OPDRACHT 1: Neem uit het bronfragment woord voor woord over wat tussen "Berekening eigen pensioen" en "deeltijdfactor of deeltijdfactoren." staat, met beide inbegrepen.
OPDRACHT 2: Hoeveel bedraagt volgens het bronfragment de toeslag voor elk meetellend jaar binnen de samenlopende kalendertijd?

BRONFRAGMENT:
○ ○ ○ ○ ○ ○ ○

Berekening eigen pensioen deeltijdwethouders na 31 december 1985
Artikel 20
Tijd, doorgebracht als wethouder, gedurende welke de belanghebbende voor zijn
bezoldiging geacht werd niet de volledige werkweek aan zijn ambt te besteden, telt
voor de pensioenberekening met toepassing van artikel 19 en 19a, dan wel met
toepassing van beide artikelen, mee met inachtneming van de voor die tijd
toepasselijke deeltijdfactor of deeltijdfactoren.
Samenvallende diensttijden van echtgenoten tussen 31 december 1985 en 1 januari 1995
Artikel 21
1. De gepensioneerde wethouder heeft recht op een toeslag op zijn pensioen
indien dat pensioen is berekend met toepassing van de franchise bedoeld in
artikel 19, vierde lid, onderdeel a, en indien de kalendertijd, waarin de
voor de berekening van zijn pensioen meetellende diensttijd is gelegen,
geheel of gedeeltelijk samenvalt met de kalendertijd, die in aanmerking is
genomen bij de berekening van enig pensioen waarop zijn echtgenoot recht
heeft, mits op laatstbedoeld pensioen een vermindering is toegepast uit
hoofde van recht op ouderdomspensioen ingevolge de Algemene Ouderdomswet.
2Voor de toepassing van dit artikel wordt mede als echtgenoot aangemerkt
degene die voor de toepassing van de Algemene Ouderdomswet als echtgenoot
van de gepensioneerde wethouder wordt aangemerkt.
3. De in het eerste lid bedoelde toeslag bedraagt voor elk voor de berekening
van het pensioen tellende jaar binnen de samenlopende kalendertijd 0,525
percent van de franchise bedoeld in artikel 19, vierde lid.

○ ○ ○ ○ ○ ○ ○

(Gegevens voor het aanwijzen van gebieden)
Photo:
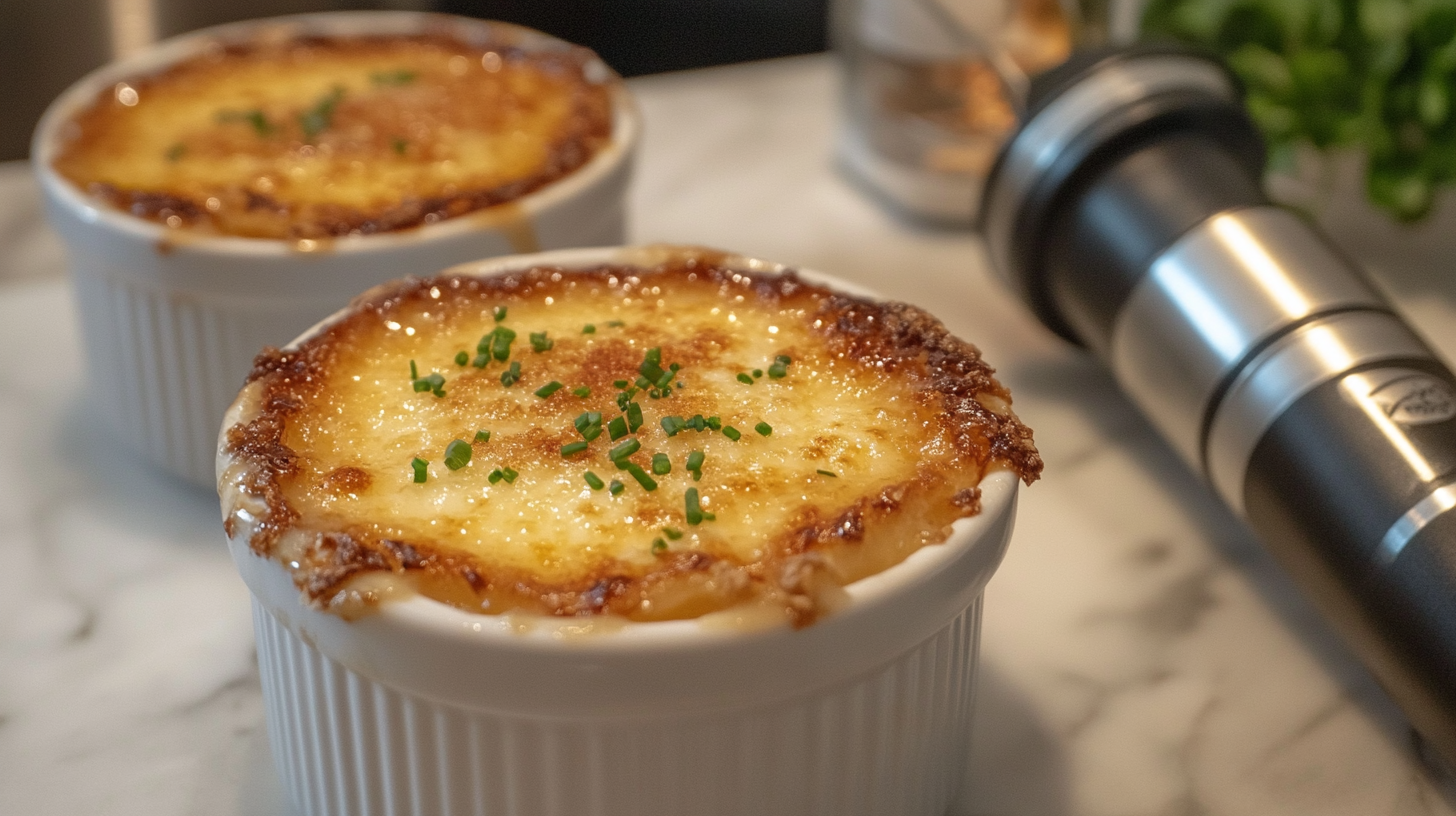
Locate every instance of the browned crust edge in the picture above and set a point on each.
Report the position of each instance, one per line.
(890, 335)
(590, 131)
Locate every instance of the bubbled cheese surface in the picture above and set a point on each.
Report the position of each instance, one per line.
(328, 137)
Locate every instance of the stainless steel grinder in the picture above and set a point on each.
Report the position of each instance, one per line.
(1127, 213)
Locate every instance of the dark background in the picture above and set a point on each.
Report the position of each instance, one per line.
(48, 44)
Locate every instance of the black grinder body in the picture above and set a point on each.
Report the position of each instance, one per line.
(1129, 214)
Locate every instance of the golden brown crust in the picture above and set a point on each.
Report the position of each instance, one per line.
(802, 561)
(386, 126)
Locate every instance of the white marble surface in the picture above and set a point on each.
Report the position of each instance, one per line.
(1142, 656)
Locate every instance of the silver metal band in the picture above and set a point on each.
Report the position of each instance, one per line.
(1209, 300)
(1289, 369)
(1051, 130)
(1407, 526)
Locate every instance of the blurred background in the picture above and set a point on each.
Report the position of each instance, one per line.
(47, 44)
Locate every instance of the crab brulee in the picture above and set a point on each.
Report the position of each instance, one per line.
(651, 442)
(310, 137)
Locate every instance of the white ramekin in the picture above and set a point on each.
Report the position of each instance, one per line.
(172, 321)
(422, 708)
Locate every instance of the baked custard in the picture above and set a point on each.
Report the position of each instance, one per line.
(315, 137)
(651, 440)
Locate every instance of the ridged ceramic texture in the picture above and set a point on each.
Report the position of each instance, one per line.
(888, 743)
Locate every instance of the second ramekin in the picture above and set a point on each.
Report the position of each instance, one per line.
(172, 321)
(421, 708)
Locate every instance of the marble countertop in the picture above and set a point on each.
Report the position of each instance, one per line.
(1142, 656)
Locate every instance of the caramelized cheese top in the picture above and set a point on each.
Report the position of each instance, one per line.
(858, 450)
(313, 137)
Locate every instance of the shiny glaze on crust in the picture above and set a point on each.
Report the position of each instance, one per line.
(395, 155)
(821, 544)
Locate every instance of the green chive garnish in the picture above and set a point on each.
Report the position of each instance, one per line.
(648, 484)
(618, 429)
(457, 455)
(623, 449)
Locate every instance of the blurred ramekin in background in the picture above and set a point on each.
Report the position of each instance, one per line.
(172, 319)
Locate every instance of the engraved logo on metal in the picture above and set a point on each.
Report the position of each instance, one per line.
(1415, 398)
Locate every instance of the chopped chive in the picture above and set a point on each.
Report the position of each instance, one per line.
(618, 429)
(623, 449)
(511, 375)
(648, 484)
(393, 77)
(501, 346)
(457, 453)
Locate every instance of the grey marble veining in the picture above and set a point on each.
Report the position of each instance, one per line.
(1142, 656)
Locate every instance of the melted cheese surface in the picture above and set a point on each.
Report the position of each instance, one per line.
(325, 137)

○ ○ ○ ○ ○ ○ ○

SCHRIFTELIJK ANTWOORD 1:
Berekening eigen pensioen deeltijdwethouders na 31 december 1985
Artikel 20
Tijd, doorgebracht als wethouder, gedurende welke de belanghebbende voor zijn
bezoldiging geacht werd niet de volledige werkweek aan zijn ambt te besteden, telt
voor de pensioenberekening met toepassing van artikel 19 en 19a, dan wel met
toepassing van beide artikelen, mee met inachtneming van de voor die tijd
toepasselijke deeltijdfactor of deeltijdfactoren.

SCHRIFTELIJK ANTWOORD 2: 0,525 percent van de franchise bedoeld in artikel 19, vierde lid.